### Given instruction
Convert every line of the items below into a Markdown table with the columns Row and Line, numbering each line in order and omitting blank lines.

### Provided data
%%

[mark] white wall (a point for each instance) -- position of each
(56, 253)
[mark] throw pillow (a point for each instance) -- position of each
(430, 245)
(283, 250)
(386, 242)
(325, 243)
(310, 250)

%%

### Full solution
| Row | Line |
|---|---|
| 1 | [mark] white wall (a point for each instance) -- position of each |
| 2 | (56, 253) |
| 3 | [mark] throw pillow (a point for each instance) -- position of each |
| 4 | (430, 245) |
| 5 | (283, 250) |
| 6 | (386, 242) |
| 7 | (325, 243) |
| 8 | (310, 250) |